Starting at the line that contains "Mark the windshield in", restate each line word for word through the final line of the data, keeping both ends.

-- start --

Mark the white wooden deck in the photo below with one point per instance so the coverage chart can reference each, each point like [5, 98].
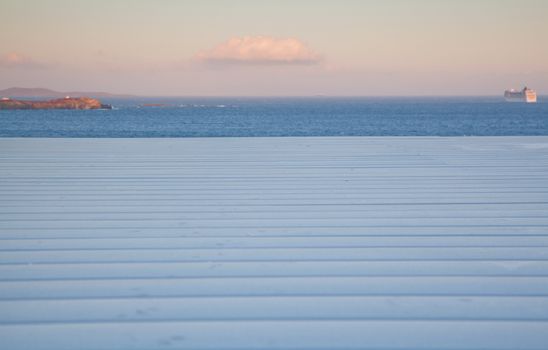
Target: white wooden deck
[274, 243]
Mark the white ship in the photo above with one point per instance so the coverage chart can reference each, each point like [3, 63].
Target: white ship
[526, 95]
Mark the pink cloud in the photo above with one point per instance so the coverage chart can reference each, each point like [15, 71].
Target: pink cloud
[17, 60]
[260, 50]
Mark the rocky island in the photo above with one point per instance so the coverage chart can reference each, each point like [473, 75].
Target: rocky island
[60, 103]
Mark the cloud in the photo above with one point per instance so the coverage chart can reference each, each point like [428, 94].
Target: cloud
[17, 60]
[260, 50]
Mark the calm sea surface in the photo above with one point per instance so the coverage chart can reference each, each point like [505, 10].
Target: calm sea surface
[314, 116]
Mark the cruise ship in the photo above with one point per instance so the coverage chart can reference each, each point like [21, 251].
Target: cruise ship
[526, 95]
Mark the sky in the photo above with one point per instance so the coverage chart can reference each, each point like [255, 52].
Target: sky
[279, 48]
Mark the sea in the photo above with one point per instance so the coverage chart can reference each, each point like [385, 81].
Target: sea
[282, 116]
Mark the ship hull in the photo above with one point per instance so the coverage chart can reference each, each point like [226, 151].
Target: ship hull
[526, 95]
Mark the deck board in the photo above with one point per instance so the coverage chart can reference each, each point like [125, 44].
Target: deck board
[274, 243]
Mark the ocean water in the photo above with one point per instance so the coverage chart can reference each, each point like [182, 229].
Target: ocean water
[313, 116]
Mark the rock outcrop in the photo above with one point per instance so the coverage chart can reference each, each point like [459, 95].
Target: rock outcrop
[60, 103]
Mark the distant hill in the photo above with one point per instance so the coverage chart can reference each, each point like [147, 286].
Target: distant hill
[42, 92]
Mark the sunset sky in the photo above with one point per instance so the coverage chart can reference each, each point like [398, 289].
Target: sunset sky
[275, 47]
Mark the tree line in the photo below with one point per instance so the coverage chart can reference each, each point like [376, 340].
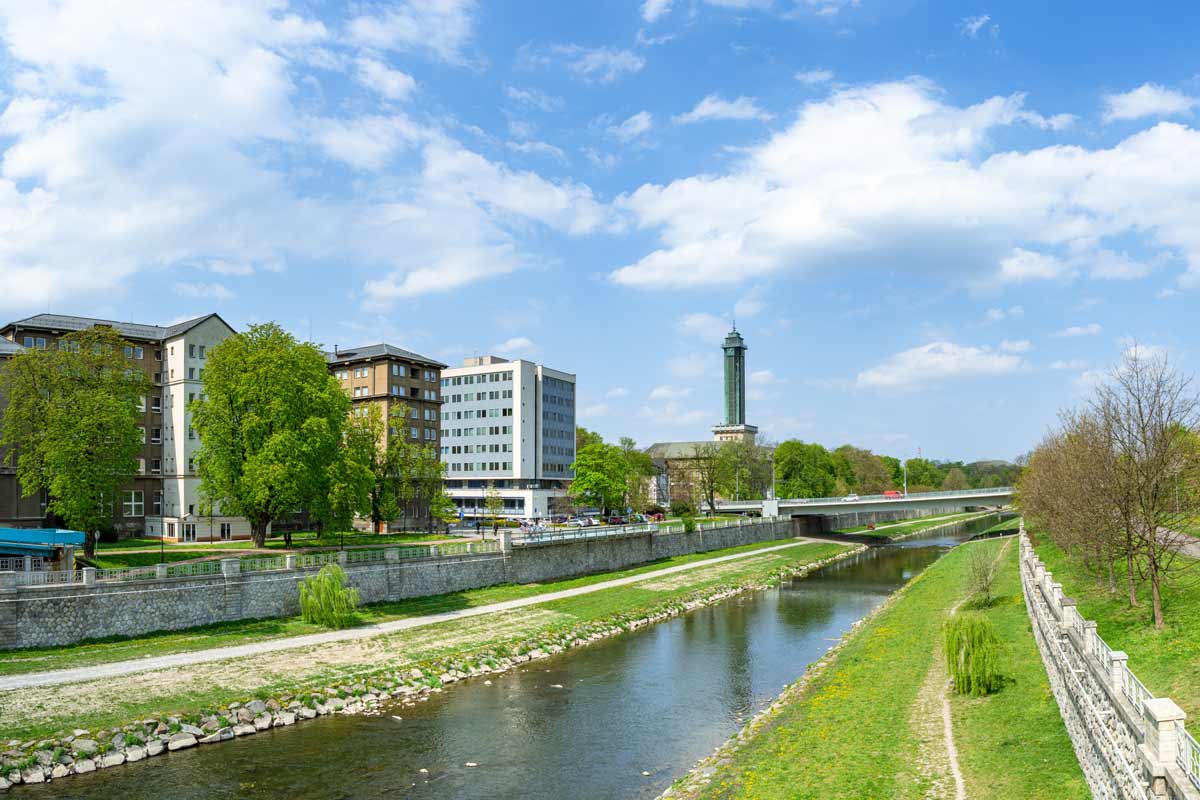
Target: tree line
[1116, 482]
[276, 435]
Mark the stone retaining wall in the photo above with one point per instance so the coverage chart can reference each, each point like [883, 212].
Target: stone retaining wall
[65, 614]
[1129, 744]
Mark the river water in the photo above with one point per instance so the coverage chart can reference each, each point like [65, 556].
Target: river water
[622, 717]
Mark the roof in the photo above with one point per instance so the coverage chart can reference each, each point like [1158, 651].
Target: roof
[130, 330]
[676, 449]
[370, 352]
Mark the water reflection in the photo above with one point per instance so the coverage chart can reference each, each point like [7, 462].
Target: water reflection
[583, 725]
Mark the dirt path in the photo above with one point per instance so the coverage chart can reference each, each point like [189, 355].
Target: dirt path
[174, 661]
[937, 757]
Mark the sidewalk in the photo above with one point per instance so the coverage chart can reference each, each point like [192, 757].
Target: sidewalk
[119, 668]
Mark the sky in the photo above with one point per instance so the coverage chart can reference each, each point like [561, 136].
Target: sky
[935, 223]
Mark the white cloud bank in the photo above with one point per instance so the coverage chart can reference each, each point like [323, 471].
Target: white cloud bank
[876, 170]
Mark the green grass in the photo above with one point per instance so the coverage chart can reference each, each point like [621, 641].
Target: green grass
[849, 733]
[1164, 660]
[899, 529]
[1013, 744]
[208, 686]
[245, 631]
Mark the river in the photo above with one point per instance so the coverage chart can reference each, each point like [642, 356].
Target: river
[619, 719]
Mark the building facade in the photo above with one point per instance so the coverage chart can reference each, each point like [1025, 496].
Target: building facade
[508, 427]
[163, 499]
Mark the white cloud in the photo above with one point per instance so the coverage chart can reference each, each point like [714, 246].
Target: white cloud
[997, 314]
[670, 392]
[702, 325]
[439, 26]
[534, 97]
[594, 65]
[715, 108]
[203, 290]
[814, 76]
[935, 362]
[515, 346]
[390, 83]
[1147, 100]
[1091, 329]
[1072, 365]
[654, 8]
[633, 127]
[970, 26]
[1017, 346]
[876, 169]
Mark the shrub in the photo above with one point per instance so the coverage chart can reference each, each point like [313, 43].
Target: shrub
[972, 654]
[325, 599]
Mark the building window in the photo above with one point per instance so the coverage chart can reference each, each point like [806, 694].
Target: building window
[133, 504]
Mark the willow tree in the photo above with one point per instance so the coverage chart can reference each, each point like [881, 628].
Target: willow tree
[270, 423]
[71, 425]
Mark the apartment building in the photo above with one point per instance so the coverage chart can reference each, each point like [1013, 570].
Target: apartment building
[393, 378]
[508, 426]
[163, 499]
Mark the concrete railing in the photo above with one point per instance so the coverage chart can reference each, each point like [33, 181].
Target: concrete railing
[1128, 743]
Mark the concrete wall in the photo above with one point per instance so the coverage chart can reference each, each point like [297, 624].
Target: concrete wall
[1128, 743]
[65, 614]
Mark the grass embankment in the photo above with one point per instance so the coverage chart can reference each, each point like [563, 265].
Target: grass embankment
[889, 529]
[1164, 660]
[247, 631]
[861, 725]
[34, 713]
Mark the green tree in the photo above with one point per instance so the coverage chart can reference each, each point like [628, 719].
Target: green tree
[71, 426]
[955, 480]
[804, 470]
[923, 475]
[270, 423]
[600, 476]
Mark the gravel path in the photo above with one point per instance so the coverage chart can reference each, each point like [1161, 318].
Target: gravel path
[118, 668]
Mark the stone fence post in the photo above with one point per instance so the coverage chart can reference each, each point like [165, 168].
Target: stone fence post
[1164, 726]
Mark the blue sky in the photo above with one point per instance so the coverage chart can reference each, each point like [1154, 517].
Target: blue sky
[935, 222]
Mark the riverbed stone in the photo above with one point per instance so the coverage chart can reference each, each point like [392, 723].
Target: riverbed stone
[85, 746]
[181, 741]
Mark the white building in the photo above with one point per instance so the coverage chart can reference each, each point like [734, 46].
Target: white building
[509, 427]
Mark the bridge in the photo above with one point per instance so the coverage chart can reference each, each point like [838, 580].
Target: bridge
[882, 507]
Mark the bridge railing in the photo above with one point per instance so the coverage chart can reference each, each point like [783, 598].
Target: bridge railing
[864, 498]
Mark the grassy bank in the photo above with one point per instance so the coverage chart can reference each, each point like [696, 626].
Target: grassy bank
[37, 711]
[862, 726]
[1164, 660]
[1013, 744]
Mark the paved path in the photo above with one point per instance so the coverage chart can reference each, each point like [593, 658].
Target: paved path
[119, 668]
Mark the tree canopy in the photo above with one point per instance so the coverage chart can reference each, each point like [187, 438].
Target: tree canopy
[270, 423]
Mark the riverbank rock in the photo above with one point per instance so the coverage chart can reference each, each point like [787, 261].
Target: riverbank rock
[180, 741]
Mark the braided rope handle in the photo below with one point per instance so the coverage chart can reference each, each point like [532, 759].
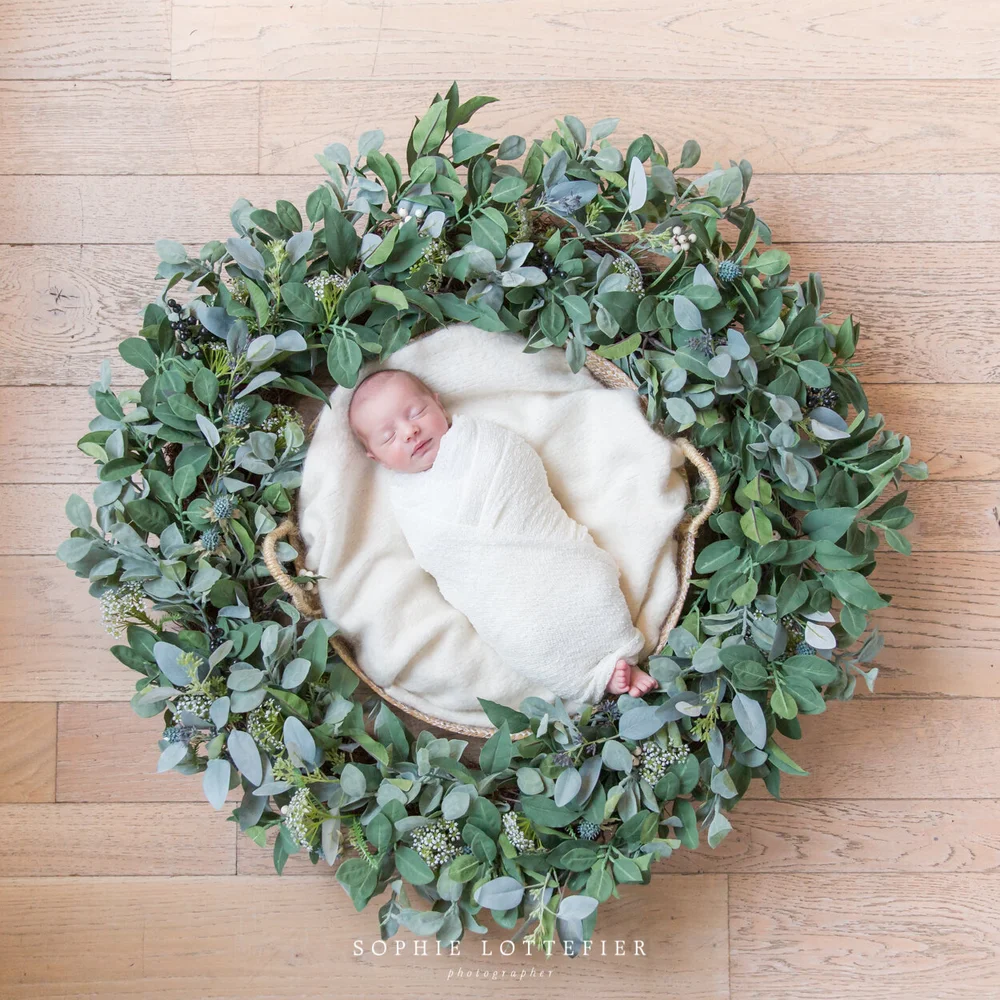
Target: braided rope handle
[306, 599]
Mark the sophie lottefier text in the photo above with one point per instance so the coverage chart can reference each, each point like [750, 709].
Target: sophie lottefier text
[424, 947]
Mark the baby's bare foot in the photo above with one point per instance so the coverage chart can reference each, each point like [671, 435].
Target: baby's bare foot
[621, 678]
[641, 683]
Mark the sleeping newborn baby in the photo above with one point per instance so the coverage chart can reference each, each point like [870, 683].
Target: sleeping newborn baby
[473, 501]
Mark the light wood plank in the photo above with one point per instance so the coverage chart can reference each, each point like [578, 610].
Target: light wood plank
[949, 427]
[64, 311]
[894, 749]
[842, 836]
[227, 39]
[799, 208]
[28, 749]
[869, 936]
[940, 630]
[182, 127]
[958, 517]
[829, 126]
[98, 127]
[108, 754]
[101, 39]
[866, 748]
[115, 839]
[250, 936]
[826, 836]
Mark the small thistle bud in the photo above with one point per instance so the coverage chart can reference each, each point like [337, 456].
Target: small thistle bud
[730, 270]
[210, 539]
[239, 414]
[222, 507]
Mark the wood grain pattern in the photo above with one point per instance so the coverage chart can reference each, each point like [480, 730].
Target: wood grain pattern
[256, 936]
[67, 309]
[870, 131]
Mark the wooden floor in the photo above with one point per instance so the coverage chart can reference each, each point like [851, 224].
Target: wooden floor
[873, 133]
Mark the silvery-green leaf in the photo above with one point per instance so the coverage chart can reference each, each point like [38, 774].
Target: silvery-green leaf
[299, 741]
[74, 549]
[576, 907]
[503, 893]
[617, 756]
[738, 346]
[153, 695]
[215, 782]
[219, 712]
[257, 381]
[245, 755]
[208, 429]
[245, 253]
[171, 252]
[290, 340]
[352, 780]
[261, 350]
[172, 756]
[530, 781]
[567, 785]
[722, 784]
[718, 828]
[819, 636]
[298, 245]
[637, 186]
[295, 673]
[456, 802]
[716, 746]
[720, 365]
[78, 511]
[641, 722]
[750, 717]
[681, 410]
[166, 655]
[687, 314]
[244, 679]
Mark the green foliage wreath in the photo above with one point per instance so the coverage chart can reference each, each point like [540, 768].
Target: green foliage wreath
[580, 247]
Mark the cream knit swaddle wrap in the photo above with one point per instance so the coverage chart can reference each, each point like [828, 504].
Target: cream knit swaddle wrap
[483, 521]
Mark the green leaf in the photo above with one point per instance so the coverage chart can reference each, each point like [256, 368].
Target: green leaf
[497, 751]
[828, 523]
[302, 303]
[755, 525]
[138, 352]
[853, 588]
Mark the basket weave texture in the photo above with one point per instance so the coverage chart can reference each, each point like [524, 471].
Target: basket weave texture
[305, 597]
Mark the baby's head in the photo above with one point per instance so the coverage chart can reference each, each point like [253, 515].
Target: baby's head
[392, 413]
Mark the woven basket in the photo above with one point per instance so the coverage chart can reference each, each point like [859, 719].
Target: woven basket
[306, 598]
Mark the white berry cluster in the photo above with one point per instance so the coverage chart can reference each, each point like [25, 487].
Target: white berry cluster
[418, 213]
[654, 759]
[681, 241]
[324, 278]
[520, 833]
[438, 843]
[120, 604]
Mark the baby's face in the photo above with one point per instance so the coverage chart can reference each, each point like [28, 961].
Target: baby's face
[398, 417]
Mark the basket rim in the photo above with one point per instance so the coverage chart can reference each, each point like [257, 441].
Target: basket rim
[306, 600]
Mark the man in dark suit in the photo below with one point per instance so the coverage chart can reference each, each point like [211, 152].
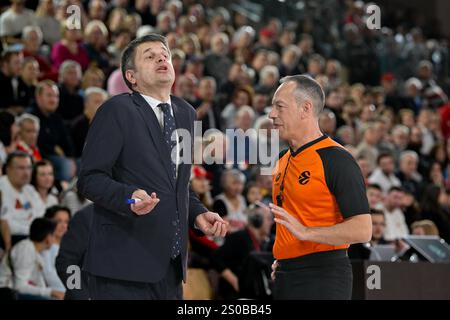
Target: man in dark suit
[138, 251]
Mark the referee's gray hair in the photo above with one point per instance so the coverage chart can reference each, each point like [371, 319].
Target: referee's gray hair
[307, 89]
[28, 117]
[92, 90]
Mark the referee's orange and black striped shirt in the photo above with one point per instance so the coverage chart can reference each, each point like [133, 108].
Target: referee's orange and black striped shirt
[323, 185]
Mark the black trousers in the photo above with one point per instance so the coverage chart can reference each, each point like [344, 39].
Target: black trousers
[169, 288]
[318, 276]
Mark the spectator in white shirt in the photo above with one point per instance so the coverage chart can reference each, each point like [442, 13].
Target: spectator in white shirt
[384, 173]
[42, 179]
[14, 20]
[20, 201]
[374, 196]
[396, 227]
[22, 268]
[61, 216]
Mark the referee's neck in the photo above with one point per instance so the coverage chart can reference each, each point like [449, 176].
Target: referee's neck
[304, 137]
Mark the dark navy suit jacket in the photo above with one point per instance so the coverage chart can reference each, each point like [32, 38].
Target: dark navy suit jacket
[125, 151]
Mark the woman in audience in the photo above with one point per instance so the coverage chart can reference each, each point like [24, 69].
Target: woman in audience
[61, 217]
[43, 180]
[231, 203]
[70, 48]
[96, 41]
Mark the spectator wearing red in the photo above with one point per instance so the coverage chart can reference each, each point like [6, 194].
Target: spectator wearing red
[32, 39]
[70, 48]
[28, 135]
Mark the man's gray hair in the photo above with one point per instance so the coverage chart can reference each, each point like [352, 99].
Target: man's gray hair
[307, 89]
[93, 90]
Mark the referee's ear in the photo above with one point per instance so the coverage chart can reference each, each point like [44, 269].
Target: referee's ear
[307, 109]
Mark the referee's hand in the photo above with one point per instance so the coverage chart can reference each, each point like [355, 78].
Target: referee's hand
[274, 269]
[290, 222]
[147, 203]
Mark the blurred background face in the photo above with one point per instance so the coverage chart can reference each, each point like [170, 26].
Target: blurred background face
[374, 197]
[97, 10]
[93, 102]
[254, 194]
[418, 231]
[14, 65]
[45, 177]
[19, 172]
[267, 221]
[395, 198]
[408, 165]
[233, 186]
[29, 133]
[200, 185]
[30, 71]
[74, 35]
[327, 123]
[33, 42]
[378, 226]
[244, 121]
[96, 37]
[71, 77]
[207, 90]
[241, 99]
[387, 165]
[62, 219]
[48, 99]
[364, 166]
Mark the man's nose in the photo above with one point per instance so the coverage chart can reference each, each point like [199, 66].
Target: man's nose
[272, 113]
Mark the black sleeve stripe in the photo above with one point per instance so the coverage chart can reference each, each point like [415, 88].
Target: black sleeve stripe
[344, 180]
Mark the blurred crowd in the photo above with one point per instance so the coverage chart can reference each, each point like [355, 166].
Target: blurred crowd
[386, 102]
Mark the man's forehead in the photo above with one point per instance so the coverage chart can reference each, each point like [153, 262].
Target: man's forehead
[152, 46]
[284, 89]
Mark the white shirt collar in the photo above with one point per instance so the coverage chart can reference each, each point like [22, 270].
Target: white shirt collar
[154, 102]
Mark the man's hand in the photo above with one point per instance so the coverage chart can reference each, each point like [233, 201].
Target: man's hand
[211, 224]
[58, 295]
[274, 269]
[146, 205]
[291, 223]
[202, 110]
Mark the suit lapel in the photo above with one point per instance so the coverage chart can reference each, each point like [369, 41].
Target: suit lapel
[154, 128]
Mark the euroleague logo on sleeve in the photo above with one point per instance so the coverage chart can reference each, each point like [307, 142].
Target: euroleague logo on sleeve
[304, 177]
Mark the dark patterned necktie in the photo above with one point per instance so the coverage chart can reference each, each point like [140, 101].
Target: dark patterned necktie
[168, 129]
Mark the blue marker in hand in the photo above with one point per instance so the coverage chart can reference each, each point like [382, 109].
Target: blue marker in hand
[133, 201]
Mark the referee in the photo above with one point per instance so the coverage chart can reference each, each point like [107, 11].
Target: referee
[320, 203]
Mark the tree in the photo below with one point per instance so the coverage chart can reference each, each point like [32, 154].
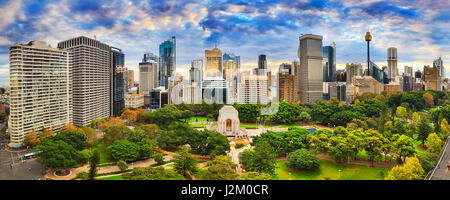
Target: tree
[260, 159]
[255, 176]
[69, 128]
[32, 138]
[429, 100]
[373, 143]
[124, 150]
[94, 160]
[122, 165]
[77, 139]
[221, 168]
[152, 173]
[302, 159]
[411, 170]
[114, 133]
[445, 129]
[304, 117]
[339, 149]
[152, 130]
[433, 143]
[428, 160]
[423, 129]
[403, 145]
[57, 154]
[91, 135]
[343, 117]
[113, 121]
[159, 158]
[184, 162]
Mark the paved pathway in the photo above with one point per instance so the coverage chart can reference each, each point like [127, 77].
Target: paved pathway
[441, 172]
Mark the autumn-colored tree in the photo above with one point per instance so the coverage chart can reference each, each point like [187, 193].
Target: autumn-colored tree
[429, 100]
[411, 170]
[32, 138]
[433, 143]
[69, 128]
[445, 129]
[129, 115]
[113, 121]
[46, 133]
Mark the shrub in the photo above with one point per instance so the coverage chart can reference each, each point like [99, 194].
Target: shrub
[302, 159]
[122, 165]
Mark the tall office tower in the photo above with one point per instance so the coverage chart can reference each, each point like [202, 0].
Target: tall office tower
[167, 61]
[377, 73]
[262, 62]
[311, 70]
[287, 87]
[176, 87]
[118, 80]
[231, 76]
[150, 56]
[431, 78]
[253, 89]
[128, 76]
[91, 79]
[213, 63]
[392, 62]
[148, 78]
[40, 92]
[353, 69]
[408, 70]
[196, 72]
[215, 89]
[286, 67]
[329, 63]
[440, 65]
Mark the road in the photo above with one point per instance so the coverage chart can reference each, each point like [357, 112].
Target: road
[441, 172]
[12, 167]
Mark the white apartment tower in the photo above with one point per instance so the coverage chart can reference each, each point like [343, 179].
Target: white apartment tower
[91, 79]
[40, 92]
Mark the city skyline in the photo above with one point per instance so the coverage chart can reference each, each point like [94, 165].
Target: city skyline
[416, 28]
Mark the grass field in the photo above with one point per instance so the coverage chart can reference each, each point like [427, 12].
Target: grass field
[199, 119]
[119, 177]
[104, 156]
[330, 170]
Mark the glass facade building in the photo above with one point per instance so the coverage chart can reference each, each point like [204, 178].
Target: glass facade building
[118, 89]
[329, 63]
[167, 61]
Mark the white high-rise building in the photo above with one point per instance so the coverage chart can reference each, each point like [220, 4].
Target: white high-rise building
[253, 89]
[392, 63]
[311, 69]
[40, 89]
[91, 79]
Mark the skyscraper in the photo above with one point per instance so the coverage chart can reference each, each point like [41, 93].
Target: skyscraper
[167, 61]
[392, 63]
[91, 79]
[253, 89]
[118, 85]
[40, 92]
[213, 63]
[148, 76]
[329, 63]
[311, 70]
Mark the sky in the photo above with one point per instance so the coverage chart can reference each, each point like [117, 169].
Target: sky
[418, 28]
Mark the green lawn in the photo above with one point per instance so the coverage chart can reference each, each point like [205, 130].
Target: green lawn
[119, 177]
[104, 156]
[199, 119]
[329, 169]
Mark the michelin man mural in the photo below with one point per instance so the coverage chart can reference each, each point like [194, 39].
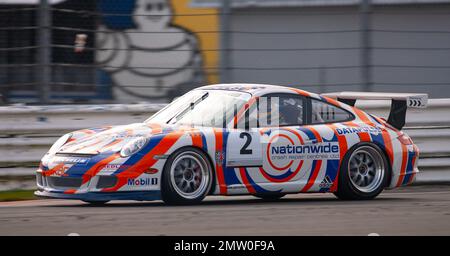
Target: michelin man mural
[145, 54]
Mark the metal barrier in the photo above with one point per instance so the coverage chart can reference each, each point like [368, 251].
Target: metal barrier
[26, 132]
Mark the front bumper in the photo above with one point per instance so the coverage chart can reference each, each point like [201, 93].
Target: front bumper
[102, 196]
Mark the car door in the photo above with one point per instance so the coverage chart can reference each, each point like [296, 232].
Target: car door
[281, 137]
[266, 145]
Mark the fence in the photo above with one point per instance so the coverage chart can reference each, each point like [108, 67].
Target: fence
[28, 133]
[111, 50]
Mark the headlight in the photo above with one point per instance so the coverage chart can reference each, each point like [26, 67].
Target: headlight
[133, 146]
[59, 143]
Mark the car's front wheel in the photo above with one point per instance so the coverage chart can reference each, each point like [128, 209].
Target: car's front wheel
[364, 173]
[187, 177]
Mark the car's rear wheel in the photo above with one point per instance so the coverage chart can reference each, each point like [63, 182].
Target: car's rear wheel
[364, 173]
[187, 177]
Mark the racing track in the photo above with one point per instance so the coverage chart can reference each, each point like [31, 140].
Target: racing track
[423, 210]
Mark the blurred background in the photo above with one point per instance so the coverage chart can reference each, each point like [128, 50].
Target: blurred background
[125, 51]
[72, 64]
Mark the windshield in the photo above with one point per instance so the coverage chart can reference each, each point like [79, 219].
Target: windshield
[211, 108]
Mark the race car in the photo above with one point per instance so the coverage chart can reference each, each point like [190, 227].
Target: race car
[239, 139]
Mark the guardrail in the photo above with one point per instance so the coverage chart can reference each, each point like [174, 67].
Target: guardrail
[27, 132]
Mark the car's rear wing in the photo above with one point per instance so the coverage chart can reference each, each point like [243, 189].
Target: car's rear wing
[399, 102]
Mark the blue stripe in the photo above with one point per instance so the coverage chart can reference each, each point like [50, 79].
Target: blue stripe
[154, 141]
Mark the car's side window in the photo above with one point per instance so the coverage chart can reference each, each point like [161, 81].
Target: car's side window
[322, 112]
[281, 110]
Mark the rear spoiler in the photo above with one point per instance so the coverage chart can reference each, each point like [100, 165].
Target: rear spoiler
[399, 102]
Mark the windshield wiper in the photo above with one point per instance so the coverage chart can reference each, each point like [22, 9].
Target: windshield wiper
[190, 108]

-- end --

§ **EXERCISE RESULT**
Mark the windshield in the photo above with one point per instance so the coverage chart can reference each, each point like [79, 219].
Target: windshield
[211, 108]
Mark the race car in the photo above with one point per instance so the coverage chart can reference each, each point like [190, 227].
Target: race car
[239, 139]
Mark the guardrail in the photo above with one point per instance so the coverage chart can reference each, each point like [174, 67].
Target: guardrail
[27, 132]
Mark the car's rear wing in the photo above with one point per instance so the coverage chart can reference each, each point like [243, 189].
Target: car's rear wing
[399, 102]
Mark the blue stripe in the photo above with one point per instance so the coverage chart can reference each, each point like [50, 79].
Target: blue stripe
[154, 141]
Mark the car's side window in the photo above with one point per instance so the coverage chart can reference each, each point like [161, 81].
Target: car's side window
[322, 112]
[281, 110]
Mark the rear spoiler in the photo above with one point per instance so the coverage chart can reference each, each point like [100, 165].
Target: rear spoiler
[399, 102]
Mark the windshield wiper in the photo above with one point per instance so the coverage chart can reference each, each point like [22, 9].
Target: windshield wiper
[190, 108]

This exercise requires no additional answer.